* What is needed: With both ends included, repeat exactly the lines of the entries below from the one containing "Query: winding mountain road" down to the one containing "of the cloudy", and no others.

(Supplied data Opens)

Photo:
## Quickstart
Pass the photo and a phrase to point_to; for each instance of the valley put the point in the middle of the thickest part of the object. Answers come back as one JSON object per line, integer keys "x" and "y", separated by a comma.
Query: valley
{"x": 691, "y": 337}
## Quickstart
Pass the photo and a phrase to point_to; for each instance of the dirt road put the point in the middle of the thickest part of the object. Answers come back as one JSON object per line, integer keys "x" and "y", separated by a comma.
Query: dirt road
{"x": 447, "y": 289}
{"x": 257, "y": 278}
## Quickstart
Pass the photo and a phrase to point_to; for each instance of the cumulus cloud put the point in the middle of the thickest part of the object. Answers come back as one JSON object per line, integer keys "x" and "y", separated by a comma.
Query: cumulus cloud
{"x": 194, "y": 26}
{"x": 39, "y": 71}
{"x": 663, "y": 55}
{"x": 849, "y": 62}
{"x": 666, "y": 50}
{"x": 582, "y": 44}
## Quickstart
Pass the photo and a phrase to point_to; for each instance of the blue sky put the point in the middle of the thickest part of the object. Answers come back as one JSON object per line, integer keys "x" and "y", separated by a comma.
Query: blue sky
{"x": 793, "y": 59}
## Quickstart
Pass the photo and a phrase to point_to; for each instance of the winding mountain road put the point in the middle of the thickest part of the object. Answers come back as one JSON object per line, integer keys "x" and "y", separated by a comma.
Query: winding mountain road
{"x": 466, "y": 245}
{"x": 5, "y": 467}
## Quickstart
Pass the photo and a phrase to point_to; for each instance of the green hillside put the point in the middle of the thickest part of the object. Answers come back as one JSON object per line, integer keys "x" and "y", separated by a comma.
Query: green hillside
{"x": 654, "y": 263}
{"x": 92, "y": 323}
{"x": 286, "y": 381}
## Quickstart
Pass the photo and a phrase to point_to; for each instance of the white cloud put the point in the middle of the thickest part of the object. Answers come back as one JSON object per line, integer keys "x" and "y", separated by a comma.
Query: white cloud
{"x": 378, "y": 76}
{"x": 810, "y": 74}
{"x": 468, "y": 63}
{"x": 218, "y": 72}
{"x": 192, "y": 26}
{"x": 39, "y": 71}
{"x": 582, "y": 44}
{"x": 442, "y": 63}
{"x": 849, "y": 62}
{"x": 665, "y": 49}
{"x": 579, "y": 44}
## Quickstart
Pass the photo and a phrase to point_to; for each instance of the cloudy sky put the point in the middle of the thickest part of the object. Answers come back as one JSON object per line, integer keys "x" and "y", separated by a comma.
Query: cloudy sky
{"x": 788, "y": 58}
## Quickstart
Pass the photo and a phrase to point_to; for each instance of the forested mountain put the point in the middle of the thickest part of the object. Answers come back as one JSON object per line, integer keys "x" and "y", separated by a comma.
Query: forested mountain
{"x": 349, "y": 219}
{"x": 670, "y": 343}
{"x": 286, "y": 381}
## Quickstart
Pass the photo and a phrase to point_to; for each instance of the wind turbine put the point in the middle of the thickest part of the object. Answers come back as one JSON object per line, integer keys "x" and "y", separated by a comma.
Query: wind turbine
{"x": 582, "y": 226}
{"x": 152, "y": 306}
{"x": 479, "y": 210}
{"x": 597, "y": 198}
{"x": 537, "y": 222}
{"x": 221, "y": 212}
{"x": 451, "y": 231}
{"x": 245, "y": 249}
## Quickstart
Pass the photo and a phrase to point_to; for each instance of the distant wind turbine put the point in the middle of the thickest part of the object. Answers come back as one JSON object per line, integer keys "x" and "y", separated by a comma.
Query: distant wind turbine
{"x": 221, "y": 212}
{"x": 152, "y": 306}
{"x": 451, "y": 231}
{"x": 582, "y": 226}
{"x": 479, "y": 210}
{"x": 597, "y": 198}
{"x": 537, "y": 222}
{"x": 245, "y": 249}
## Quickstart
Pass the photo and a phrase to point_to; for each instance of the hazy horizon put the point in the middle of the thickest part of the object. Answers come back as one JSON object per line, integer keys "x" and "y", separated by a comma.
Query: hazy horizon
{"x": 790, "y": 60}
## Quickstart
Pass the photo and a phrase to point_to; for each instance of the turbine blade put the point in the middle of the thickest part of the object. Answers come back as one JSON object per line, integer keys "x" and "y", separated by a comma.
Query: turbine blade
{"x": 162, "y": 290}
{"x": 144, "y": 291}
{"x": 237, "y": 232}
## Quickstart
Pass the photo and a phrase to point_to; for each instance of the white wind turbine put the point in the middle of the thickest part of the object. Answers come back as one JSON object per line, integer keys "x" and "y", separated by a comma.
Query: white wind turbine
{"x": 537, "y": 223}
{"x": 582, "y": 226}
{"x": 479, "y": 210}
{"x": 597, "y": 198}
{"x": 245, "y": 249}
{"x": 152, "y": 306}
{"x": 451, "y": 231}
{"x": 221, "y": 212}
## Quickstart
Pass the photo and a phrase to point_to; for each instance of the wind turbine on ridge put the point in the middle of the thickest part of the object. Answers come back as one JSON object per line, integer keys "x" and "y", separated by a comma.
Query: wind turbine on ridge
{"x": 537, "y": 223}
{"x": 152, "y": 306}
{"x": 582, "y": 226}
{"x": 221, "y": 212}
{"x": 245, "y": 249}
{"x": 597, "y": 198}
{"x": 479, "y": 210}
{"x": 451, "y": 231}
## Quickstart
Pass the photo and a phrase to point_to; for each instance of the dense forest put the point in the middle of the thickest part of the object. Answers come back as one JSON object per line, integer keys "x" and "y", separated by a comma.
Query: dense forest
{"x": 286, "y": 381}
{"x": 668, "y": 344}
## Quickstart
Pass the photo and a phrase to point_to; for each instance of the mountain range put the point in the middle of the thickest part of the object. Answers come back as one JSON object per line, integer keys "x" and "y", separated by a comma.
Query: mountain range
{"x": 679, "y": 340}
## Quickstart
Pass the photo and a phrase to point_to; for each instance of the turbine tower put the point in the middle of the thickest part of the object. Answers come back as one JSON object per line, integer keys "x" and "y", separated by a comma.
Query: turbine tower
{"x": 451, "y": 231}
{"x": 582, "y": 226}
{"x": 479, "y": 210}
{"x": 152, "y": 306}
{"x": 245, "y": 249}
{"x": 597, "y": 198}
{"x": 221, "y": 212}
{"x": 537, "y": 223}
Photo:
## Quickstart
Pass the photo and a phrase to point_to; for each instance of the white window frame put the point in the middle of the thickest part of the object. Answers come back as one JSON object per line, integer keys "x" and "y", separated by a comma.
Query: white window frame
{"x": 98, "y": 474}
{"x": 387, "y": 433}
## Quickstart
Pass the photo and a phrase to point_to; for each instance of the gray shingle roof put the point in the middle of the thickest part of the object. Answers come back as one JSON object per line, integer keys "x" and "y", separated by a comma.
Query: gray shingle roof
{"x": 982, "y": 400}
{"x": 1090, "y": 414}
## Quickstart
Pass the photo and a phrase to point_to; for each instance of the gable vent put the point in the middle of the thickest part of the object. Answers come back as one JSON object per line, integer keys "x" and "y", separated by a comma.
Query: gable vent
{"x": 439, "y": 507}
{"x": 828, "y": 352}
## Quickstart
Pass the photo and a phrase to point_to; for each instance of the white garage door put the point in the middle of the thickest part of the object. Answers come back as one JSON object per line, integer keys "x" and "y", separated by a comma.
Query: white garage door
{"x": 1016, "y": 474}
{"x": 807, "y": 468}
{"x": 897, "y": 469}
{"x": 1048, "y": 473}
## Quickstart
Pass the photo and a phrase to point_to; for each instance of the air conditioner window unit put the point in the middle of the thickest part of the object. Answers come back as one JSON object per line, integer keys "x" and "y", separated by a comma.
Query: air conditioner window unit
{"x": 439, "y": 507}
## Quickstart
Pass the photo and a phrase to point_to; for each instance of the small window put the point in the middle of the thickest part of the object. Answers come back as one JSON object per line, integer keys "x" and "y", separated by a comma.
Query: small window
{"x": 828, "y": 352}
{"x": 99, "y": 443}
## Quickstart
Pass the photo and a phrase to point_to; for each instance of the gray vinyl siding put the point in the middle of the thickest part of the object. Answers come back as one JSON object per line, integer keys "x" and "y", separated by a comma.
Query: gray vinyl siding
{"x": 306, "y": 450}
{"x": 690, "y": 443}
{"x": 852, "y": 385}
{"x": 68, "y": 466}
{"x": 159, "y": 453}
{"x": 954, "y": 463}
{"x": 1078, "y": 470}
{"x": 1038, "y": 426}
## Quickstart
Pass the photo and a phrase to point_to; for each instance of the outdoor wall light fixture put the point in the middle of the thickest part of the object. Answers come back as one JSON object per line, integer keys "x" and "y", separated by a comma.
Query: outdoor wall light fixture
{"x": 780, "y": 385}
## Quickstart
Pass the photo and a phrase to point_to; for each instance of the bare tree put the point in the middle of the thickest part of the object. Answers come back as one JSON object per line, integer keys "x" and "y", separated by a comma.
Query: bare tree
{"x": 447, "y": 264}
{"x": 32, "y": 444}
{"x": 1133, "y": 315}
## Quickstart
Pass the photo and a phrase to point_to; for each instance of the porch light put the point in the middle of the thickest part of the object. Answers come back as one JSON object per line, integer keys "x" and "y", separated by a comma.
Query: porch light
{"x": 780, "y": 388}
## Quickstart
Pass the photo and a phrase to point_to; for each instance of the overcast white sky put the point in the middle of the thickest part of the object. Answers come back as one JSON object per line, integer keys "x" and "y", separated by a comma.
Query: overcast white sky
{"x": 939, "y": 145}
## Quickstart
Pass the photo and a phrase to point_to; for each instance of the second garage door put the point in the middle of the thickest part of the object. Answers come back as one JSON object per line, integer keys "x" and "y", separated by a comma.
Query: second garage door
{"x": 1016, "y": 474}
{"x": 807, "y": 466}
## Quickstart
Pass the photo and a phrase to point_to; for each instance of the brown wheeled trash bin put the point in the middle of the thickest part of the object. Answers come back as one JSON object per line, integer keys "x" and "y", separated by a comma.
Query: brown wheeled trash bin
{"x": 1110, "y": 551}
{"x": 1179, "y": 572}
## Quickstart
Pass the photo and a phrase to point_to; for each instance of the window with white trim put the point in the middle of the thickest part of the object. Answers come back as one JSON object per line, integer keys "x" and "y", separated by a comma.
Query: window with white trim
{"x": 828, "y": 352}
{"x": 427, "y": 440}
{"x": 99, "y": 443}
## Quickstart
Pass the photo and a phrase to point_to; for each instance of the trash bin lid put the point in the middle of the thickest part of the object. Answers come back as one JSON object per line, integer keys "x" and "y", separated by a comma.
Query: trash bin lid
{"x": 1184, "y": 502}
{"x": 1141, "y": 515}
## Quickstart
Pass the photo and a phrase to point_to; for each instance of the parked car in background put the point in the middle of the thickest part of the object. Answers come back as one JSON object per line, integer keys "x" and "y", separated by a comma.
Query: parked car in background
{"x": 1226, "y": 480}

(Supplied data Closes)

* Answer to the exercise:
Query: winding mountain road
{"x": 466, "y": 245}
{"x": 5, "y": 467}
## Quickstart
Pass the photo and a phrase to point_to; for each instance of the green hillside put the point in the middle of the thickest part of the object. Answers come back as one JSON object per line, integer keys "x" and "y", separated by a comma.
Query: green hillside
{"x": 654, "y": 263}
{"x": 92, "y": 323}
{"x": 286, "y": 381}
## Quickstart
Pass the photo and a phrase to point_to; for each instance of the white cloud put the point in the middle of the thickest part of the object. Answers come back as one JSON object per line, integer keys "x" and "y", separated by a comma.
Query: white cloud
{"x": 378, "y": 76}
{"x": 810, "y": 74}
{"x": 468, "y": 63}
{"x": 218, "y": 72}
{"x": 192, "y": 26}
{"x": 39, "y": 71}
{"x": 582, "y": 44}
{"x": 442, "y": 63}
{"x": 849, "y": 62}
{"x": 665, "y": 49}
{"x": 579, "y": 44}
## Quickstart
Pass the photo and a phrase to point_to; for each instance of the cloudy sky put the point in the middle of the thickest part of the object. Answers come back as one JSON object per line, integer keys "x" and "y", separated by a comma.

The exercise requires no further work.